Task to complete
When you reach the line containing "Expected: a point placed on each instance of the thin" in the entries below, begin reproducing lines exactly, and stop once the line containing "Expected: a point placed on each instance of the limestone" is done.

Supplied material
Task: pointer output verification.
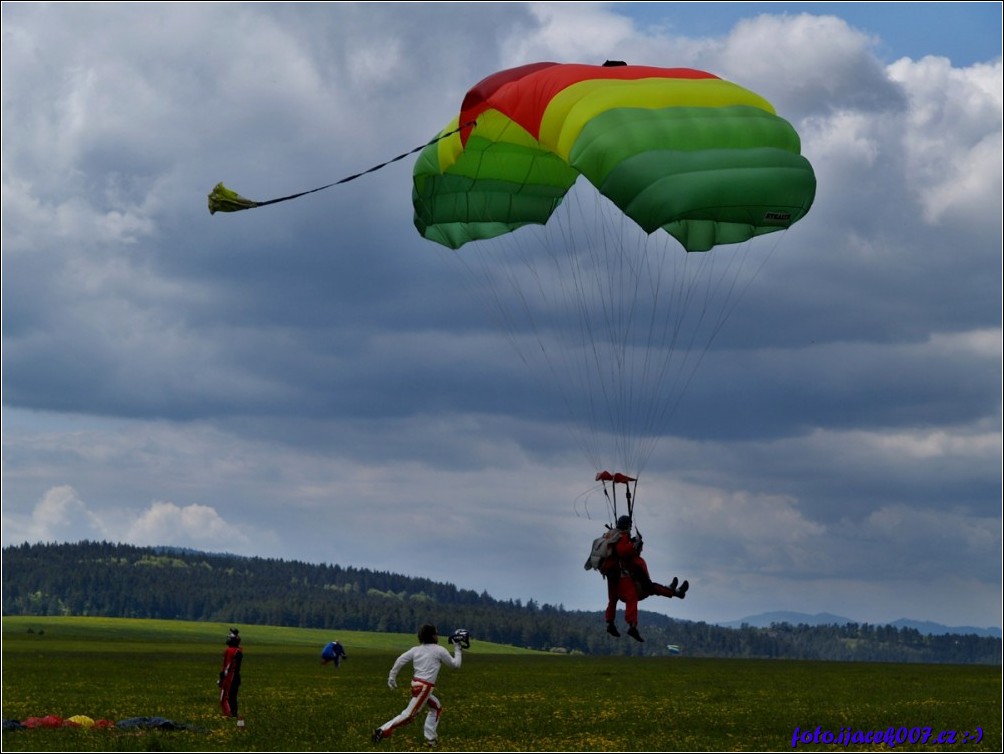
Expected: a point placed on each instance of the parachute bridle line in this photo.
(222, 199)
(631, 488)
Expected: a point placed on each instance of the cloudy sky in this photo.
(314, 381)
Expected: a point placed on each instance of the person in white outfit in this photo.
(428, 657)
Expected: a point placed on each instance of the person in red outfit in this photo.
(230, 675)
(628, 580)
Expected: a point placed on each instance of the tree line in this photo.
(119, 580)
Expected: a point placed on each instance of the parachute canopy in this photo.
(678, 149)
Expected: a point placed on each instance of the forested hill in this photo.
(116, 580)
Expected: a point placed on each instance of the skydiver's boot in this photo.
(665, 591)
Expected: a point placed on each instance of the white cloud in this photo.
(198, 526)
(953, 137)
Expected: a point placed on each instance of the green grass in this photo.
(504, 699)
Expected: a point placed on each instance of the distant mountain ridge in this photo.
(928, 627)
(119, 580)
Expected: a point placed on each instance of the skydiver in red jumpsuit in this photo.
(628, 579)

--

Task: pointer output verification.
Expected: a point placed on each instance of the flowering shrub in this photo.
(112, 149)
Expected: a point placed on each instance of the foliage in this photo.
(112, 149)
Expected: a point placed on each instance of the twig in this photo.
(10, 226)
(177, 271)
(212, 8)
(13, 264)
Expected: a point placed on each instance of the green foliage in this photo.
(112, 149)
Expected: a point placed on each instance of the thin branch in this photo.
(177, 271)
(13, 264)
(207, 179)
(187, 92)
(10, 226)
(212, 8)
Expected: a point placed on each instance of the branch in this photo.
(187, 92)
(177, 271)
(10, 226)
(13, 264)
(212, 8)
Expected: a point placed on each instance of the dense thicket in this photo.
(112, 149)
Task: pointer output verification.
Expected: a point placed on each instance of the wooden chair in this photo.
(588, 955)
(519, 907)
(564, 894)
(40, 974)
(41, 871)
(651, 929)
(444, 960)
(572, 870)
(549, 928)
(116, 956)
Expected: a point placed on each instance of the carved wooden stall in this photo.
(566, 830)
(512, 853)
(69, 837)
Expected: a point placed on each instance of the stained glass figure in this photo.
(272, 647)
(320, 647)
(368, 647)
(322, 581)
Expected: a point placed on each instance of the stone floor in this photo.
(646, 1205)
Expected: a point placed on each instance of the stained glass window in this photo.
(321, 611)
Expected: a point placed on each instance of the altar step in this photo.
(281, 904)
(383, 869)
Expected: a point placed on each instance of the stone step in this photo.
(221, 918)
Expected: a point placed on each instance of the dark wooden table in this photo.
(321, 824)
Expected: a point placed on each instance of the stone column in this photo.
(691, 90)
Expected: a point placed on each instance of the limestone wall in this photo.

Solution for this task
Expected: a point placed on each instance of the thin branch in this photo.
(177, 271)
(13, 264)
(207, 179)
(187, 92)
(10, 226)
(212, 8)
Expected: a point placed on each instance of the branch in this photo.
(187, 92)
(177, 271)
(10, 226)
(13, 264)
(212, 8)
Expected: a point placed on each instance of the dense thicket in this photo.
(112, 149)
Task: pointer output verification.
Expected: a point placed on each instance of the wooden chair in this photo.
(588, 955)
(519, 907)
(564, 894)
(40, 974)
(41, 871)
(651, 929)
(444, 960)
(572, 870)
(549, 928)
(116, 956)
Expected: a point placed on each instance of the carved wooden stall in this photo.
(566, 830)
(512, 853)
(69, 837)
Expected: a point placed on each instance of the stained glass figure in this photo.
(272, 647)
(320, 647)
(368, 647)
(322, 581)
Expected: a point placed on each instance of the stone floor in this photo.
(646, 1205)
Expected: a point placed on each instance of the stained glass window in this photo.
(321, 611)
Expected: a point placed on each instance of the altar step in this photo.
(281, 904)
(383, 869)
Expected: a point placed on each instance of the stone step in this photo.
(221, 918)
Expected: a point placed on each instance of the dark wooden table in this photo.
(321, 824)
Expected: a point placed on each instance of the stone column in this photo.
(691, 90)
Expected: a point placed on each instance of the limestone wall in this photo.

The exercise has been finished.